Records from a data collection

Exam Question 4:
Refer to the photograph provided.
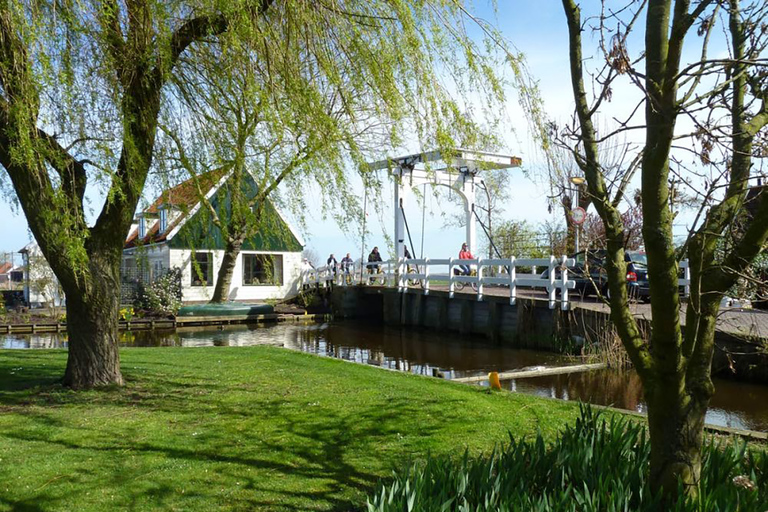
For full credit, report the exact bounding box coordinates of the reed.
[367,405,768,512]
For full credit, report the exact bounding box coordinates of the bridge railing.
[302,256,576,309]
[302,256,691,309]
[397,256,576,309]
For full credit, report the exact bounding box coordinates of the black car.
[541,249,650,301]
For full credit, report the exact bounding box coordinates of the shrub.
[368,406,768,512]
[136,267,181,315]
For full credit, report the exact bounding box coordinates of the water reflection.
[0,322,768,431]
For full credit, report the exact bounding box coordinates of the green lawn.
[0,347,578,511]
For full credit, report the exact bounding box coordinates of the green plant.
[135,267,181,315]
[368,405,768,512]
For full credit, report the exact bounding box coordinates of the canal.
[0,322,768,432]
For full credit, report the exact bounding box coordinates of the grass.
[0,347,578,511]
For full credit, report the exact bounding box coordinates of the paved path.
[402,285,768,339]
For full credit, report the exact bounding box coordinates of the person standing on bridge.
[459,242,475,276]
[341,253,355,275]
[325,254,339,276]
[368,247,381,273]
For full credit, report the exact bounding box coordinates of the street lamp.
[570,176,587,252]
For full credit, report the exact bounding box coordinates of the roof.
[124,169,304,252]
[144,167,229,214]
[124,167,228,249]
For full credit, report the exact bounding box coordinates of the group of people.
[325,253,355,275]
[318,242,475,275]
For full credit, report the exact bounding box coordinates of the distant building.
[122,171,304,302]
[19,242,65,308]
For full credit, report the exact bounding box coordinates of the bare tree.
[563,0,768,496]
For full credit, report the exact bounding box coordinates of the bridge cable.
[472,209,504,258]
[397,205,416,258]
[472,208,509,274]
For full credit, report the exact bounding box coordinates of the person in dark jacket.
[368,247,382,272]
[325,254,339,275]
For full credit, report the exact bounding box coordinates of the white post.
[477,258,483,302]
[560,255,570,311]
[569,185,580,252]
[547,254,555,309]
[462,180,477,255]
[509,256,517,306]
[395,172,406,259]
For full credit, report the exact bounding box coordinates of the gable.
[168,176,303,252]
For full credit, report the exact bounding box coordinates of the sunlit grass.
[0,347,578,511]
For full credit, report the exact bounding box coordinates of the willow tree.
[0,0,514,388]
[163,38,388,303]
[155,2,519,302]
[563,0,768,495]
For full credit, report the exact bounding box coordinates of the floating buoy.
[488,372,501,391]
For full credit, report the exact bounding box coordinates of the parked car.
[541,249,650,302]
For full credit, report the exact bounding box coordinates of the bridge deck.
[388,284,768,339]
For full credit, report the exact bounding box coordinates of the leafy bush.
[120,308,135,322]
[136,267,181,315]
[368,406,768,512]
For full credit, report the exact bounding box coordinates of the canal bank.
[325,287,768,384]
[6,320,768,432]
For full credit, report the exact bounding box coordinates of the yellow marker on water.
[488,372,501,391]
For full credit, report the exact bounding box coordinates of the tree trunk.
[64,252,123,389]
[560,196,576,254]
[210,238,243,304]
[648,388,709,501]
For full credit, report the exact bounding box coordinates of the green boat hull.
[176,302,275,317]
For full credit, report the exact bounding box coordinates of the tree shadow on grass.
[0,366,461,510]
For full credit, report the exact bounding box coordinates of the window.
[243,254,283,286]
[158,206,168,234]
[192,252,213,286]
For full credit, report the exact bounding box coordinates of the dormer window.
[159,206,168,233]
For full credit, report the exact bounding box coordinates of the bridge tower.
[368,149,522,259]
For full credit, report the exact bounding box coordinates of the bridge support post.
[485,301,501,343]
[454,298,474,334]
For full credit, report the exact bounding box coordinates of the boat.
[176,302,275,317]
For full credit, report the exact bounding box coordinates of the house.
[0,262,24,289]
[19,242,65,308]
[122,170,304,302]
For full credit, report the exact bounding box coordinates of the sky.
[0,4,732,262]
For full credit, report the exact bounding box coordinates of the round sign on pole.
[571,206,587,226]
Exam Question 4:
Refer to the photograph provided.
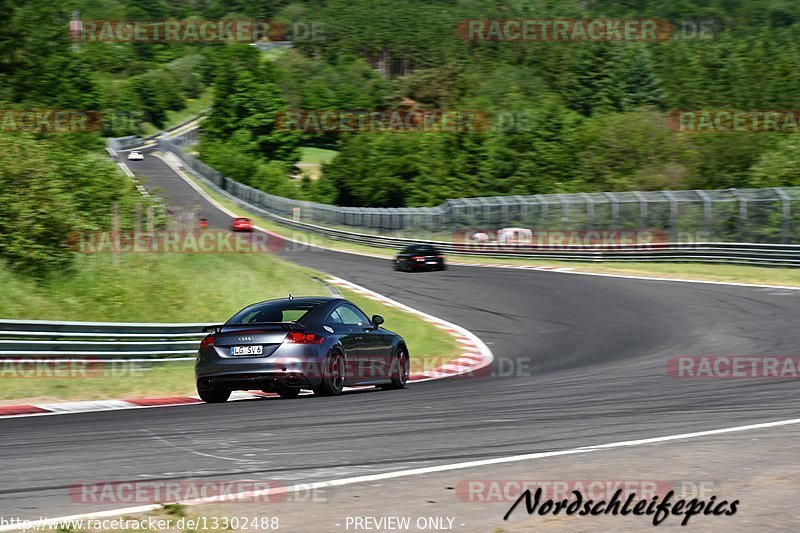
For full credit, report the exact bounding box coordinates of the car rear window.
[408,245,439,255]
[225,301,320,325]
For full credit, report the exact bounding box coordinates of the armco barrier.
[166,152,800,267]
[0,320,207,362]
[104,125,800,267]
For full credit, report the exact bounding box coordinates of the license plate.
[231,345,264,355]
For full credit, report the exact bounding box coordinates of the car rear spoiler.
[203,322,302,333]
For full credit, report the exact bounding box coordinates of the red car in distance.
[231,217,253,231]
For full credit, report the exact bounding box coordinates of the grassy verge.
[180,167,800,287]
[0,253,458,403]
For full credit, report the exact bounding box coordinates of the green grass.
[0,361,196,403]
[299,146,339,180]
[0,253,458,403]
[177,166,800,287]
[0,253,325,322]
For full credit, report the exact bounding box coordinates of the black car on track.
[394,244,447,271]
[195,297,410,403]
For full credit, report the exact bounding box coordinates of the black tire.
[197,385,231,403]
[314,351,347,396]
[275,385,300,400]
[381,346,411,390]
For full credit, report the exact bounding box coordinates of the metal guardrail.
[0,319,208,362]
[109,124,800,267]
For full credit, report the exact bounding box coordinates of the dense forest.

▶ [PROMPT]: Write out the part that begins with the line containing "the canal bank." and ends with the line containing "[192,252,213,286]", putting "To earn full marks" in place of "For full credit" and leaving everything else unchanged.

▶ [REPLY TO THE EXERCISE]:
To earn full marks, report the exact bounding box coordinates of the canal bank.
[325,287,768,384]
[6,320,768,432]
To earn full marks, report the exact bounding box coordinates of the yellow marker on water.
[488,372,501,391]
To earn full marks, report the exact bounding box coordinates of the tree trunk.
[64,252,123,389]
[560,196,576,254]
[210,238,243,304]
[648,388,709,501]
To earn full marks, report the exact bounding box coordinates of the green boat hull.
[176,302,275,317]
To earn full marks, report the exact bounding box coordinates of the tree shadow on grass.
[0,366,461,510]
To earn full marks, report the exact bounding box coordinates of the window.
[243,254,283,286]
[158,206,168,234]
[192,252,213,286]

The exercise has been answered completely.